*** Block opens ***

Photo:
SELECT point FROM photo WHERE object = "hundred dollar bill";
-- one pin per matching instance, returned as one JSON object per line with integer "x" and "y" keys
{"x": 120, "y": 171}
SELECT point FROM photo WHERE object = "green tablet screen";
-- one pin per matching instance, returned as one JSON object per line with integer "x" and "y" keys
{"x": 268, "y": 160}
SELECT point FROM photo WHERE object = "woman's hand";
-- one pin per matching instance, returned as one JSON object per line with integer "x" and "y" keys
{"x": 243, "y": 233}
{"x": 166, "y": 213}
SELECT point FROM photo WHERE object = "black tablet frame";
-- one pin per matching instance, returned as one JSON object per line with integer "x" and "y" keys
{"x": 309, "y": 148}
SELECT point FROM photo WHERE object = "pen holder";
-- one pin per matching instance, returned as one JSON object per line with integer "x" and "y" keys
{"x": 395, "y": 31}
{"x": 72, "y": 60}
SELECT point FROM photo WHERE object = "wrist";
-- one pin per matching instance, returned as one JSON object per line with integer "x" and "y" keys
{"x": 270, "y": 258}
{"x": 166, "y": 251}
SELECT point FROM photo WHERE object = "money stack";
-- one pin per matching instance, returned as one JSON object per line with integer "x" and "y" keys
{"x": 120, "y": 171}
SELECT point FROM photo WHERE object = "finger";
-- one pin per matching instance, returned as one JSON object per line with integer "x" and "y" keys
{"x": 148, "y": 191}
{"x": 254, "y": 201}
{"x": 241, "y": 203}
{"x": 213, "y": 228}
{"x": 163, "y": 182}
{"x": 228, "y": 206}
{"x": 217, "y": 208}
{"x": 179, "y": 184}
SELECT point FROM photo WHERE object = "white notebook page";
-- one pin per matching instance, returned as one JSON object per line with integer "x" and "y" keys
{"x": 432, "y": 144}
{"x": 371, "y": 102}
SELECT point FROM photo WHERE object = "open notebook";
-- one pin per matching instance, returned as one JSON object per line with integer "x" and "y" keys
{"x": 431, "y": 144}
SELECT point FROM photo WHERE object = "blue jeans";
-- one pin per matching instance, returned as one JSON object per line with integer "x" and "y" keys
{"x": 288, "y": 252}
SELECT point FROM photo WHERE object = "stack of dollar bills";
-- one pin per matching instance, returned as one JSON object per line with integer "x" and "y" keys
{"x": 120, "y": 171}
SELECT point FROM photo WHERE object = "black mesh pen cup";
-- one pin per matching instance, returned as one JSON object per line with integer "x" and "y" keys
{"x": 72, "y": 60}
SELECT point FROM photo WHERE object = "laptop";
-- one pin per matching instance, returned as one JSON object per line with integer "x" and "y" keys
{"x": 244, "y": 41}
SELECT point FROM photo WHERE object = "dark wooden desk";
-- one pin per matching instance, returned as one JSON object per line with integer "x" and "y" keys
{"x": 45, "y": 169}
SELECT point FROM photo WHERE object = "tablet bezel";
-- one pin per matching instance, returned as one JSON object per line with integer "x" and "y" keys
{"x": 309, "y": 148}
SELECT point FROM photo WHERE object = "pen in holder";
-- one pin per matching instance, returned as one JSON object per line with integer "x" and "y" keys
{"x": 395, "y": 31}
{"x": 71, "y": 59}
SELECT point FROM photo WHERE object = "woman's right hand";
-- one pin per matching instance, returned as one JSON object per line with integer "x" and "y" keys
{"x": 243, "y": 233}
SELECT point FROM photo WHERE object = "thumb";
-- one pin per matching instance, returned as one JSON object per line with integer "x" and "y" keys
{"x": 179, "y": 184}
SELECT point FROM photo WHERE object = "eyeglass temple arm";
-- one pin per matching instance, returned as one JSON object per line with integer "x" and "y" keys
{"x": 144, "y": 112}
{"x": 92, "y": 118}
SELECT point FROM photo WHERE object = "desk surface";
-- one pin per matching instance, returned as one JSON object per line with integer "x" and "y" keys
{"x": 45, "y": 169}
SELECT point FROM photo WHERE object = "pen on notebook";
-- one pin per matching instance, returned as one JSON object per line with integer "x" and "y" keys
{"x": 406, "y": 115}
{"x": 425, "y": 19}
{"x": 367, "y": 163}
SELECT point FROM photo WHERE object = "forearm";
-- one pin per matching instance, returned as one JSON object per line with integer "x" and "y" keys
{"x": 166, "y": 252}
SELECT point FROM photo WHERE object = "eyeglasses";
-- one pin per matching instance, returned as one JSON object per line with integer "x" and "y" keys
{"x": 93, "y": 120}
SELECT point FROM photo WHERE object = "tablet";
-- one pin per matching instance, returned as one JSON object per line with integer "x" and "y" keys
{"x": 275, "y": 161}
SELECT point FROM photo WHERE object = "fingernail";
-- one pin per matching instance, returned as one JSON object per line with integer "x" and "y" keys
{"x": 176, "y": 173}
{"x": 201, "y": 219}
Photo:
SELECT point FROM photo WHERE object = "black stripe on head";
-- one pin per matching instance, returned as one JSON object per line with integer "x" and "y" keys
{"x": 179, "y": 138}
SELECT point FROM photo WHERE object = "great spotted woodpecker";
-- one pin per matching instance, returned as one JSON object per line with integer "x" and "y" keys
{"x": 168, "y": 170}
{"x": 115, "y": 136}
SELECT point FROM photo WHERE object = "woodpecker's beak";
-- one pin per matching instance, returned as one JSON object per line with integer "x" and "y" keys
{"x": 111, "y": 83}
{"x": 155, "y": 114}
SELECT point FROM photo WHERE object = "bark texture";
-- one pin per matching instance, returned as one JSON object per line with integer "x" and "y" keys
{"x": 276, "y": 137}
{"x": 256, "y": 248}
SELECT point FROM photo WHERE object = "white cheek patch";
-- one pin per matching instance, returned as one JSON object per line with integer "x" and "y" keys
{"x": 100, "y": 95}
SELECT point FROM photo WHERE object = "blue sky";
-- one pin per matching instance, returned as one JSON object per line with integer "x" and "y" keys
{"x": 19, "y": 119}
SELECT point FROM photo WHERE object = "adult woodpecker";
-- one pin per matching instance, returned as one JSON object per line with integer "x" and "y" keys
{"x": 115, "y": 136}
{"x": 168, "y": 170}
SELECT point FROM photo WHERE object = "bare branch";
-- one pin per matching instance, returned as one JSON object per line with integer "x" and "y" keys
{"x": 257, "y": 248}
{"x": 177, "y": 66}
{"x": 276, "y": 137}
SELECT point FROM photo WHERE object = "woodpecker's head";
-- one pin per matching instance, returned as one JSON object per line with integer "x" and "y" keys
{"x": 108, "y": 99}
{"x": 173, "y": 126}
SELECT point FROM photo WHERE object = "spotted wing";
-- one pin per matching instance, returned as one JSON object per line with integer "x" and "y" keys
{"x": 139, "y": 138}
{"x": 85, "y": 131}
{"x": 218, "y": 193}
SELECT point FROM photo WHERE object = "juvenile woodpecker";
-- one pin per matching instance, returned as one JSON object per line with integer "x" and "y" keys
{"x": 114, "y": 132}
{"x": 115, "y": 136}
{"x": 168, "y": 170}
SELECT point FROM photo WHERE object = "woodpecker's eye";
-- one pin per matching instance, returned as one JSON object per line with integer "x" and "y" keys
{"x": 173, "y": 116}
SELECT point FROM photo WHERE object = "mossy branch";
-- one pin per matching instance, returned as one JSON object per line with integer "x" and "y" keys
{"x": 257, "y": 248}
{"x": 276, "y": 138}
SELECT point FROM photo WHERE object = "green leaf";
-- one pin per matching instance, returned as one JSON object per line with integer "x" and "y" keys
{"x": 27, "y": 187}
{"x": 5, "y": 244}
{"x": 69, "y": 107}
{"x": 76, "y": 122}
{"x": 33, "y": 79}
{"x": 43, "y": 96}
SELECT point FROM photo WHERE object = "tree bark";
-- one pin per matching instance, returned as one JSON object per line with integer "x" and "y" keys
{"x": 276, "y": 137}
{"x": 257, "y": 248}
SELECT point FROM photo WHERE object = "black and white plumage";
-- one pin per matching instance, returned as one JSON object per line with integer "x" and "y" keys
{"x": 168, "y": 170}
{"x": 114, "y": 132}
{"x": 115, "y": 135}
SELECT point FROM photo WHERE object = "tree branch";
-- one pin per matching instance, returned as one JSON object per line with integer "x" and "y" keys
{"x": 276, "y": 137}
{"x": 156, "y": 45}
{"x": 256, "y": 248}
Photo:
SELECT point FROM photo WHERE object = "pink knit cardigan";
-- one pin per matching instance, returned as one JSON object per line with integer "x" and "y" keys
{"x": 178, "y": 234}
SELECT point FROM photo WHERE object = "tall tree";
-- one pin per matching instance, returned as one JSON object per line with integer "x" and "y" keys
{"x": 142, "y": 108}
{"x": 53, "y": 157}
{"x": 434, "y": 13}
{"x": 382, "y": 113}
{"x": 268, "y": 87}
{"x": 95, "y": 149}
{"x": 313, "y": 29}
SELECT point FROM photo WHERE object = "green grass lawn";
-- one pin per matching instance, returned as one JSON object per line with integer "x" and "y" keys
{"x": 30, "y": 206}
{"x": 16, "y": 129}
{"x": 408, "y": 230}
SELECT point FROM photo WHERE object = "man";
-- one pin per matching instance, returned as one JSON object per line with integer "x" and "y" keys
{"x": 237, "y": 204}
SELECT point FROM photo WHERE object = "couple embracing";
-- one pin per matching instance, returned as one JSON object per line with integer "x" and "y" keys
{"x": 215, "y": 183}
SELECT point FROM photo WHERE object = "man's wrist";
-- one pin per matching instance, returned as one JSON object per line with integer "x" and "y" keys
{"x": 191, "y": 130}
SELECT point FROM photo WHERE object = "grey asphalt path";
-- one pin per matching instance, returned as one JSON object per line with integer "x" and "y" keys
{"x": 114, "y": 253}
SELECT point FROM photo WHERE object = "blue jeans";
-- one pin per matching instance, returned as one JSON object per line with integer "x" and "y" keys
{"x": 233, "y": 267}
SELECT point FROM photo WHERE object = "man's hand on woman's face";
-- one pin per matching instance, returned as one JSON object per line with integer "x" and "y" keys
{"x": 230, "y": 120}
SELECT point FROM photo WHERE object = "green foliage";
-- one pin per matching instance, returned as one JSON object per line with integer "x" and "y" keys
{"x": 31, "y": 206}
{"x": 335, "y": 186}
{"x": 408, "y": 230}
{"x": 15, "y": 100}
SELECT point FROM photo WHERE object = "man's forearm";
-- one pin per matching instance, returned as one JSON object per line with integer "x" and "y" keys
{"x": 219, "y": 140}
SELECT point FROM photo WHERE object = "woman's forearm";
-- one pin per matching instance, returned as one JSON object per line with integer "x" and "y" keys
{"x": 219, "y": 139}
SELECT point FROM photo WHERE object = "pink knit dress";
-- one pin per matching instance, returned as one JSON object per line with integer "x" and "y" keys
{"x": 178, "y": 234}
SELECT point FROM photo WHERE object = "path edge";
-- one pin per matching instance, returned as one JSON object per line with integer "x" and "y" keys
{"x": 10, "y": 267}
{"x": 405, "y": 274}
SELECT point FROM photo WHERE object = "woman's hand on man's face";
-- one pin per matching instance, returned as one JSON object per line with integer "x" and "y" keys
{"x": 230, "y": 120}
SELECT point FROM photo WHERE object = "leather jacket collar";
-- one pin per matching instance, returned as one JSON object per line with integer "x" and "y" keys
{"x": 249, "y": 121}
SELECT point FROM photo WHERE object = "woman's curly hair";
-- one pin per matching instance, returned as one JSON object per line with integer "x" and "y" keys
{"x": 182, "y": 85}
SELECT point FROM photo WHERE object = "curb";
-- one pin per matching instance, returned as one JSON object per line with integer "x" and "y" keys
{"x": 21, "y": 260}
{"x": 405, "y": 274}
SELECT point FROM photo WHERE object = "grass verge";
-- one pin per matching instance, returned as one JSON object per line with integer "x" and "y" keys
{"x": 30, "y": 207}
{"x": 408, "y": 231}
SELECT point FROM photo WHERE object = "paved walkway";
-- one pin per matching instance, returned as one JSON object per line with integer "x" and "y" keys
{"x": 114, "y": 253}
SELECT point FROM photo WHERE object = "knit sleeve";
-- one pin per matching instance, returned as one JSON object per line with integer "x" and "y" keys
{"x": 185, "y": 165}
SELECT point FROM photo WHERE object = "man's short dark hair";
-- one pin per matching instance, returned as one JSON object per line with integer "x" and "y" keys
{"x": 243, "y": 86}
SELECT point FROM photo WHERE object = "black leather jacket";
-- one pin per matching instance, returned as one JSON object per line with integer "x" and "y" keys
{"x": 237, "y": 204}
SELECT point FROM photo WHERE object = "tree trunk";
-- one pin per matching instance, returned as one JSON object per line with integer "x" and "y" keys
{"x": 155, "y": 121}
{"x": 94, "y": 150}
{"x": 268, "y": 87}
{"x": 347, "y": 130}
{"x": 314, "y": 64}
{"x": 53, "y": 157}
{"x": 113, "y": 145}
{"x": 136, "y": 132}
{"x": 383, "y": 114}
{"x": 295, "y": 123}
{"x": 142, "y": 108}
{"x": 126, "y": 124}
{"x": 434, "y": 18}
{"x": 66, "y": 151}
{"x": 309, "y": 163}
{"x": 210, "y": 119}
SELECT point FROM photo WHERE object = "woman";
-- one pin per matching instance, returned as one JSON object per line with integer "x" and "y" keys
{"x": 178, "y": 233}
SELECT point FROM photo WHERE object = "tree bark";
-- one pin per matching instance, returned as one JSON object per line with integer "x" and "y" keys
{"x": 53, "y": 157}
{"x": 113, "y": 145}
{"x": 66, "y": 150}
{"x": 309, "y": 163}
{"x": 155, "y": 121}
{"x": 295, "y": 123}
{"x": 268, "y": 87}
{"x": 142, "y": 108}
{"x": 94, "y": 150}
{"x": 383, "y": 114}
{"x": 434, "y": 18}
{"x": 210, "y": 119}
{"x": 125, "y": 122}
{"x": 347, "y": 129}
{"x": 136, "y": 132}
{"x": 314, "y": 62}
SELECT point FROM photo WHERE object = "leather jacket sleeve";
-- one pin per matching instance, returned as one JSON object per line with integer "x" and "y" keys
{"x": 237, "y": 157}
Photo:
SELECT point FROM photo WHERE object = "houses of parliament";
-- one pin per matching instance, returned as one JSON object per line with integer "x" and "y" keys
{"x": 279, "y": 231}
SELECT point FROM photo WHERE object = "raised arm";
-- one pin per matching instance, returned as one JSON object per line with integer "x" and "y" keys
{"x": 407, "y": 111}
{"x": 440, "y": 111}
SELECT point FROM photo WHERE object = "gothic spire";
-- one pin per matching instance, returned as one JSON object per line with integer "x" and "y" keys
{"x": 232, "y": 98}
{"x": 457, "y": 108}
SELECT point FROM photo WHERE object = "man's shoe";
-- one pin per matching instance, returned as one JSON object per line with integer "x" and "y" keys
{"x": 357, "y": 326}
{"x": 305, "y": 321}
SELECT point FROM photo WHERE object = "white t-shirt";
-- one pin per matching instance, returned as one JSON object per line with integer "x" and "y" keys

*** Block closes ***

• _Problem statement_
Each line of the records with the word "notebook" in it is to be copied.

• _Exercise solution_
SELECT point FROM photo WHERE object = "white notebook page";
SELECT point FROM photo WHERE object = "open notebook";
SELECT point FROM photo WHERE object = "pen on notebook";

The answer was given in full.